Retype every line of the data below without any changes, but leave the pictures out.
═══ Data for this exercise ═══
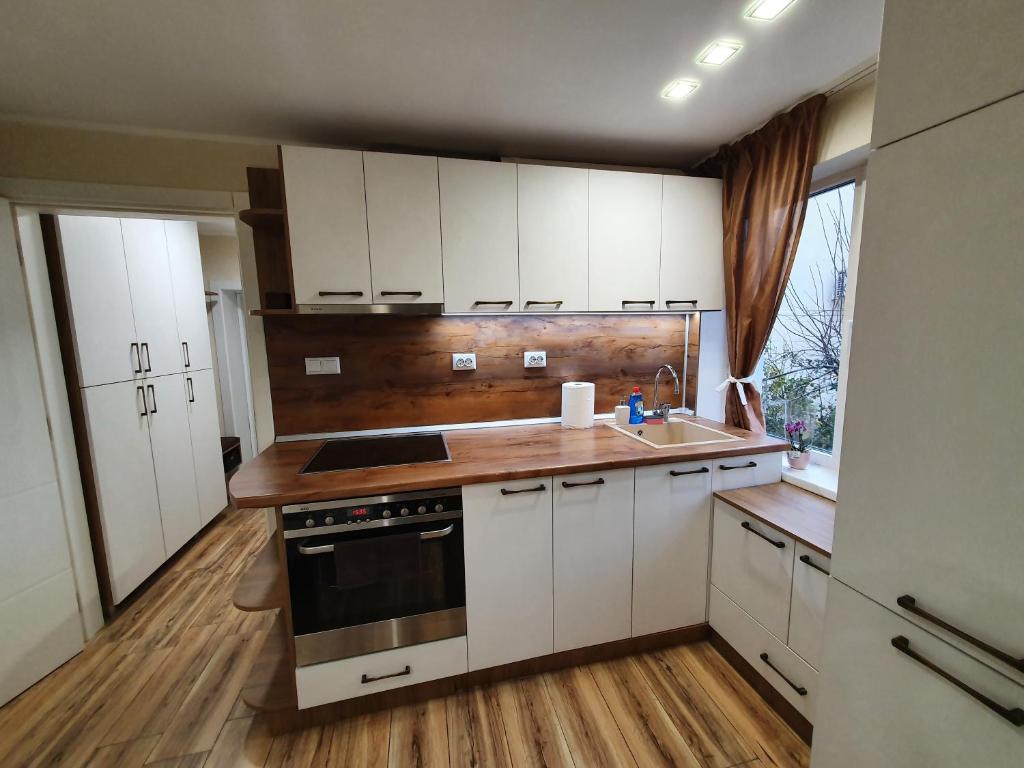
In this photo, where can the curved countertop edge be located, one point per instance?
(485, 455)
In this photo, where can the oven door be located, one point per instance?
(361, 591)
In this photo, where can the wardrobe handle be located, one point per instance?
(799, 688)
(750, 528)
(1015, 715)
(909, 603)
(538, 488)
(808, 561)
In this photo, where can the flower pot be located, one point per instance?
(798, 460)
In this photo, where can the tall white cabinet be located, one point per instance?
(138, 326)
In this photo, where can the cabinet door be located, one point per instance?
(189, 297)
(100, 300)
(930, 494)
(939, 60)
(879, 707)
(172, 460)
(593, 538)
(327, 225)
(692, 271)
(479, 237)
(404, 223)
(807, 609)
(126, 485)
(625, 241)
(671, 546)
(201, 395)
(152, 296)
(553, 239)
(508, 570)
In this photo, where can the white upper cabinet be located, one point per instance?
(939, 60)
(553, 239)
(403, 221)
(152, 296)
(479, 236)
(189, 297)
(625, 241)
(100, 300)
(327, 225)
(692, 274)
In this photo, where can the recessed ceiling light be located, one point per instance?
(679, 89)
(719, 52)
(766, 10)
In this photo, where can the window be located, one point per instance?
(804, 361)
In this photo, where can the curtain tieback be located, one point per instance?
(739, 387)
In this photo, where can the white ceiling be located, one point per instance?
(557, 79)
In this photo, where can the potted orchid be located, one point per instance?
(799, 454)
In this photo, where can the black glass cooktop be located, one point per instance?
(363, 453)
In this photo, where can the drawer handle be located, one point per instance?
(727, 467)
(909, 603)
(368, 679)
(750, 528)
(1015, 716)
(799, 688)
(542, 486)
(808, 561)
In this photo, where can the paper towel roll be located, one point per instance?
(578, 404)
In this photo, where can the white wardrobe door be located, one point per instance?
(189, 299)
(152, 296)
(172, 459)
(100, 299)
(126, 485)
(201, 395)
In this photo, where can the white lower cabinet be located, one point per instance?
(753, 564)
(807, 608)
(593, 557)
(507, 535)
(671, 529)
(359, 676)
(881, 707)
(787, 673)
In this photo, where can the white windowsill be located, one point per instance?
(816, 478)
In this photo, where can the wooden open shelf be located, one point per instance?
(262, 586)
(270, 686)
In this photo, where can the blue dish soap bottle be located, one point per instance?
(636, 407)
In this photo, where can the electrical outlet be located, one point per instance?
(535, 358)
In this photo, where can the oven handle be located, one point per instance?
(425, 536)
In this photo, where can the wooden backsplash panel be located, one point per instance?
(396, 371)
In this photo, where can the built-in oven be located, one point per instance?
(373, 573)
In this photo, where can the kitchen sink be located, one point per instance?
(673, 433)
═══
• Correct result:
In this photo, where can the curved countertop edge be located, one point per instance?
(485, 455)
In this photo, where can the oven door be located, one point per instance?
(361, 591)
In this photo, where can the wardrobe handle be located, one point per instance?
(799, 688)
(750, 528)
(1015, 715)
(909, 603)
(538, 488)
(808, 561)
In this photo, where can the flower pot be located, one point per instance?
(798, 460)
In this photo, where can the tall white cabinet be located, one point per instance?
(138, 326)
In this photo, where can the cabinet door be located, one point per instance?
(189, 297)
(100, 300)
(930, 494)
(939, 60)
(879, 707)
(172, 460)
(593, 538)
(327, 225)
(692, 271)
(479, 237)
(404, 223)
(807, 609)
(126, 485)
(625, 241)
(671, 546)
(201, 395)
(152, 296)
(553, 239)
(508, 570)
In this photo, where can the white upper cabinet be located, one point per instance?
(939, 60)
(553, 239)
(403, 221)
(152, 296)
(479, 236)
(189, 297)
(625, 241)
(100, 300)
(327, 225)
(692, 274)
In this photo, where can the recessed ceiling light be located, one point per instance?
(679, 89)
(719, 52)
(766, 10)
In this photo, where can the window be located, one point per instance?
(804, 361)
In this photo, where can the curtain tieback be located, one point per instance?
(739, 387)
In this photo, where can the white ceiling be located, one point per instance?
(557, 79)
In this photo, where can the potted orchid be located, one point per instance?
(799, 454)
In this photo, where can the black glass cooktop be located, one point per instance?
(363, 453)
In this photo, where can the drawer handle be located, one point per instance?
(727, 467)
(909, 603)
(368, 679)
(750, 528)
(1015, 716)
(799, 688)
(542, 486)
(808, 561)
In this photo, where can the paper towel roll be located, one point per instance?
(578, 404)
In this photo, where can the white wardrobe door be located, one point per instance?
(189, 299)
(152, 296)
(172, 459)
(100, 299)
(126, 485)
(201, 395)
In this photo, where can the white lower cabinet be located, one point per instance?
(753, 564)
(807, 608)
(593, 557)
(507, 535)
(671, 529)
(359, 676)
(881, 707)
(787, 673)
In this photo, where can the white windowsill be located, one point per instance?
(816, 478)
In this photo, where can the wooden open shelf be located, one point per instance?
(262, 586)
(270, 686)
In this photo, where can the blue dish soap bottle be located, one point per instance?
(636, 407)
In this photo, where can the electrical outlet be located, one point per instance?
(535, 358)
In this photo, where can the oven handle be located, one point per instance?
(425, 536)
In this photo, where can the wooden backsplash panel be located, one point per instance?
(396, 371)
In this photo, where can the built-in oven be located, one point per instance?
(373, 573)
In this photo, where can the kitchen sink be located, one point per instance?
(673, 433)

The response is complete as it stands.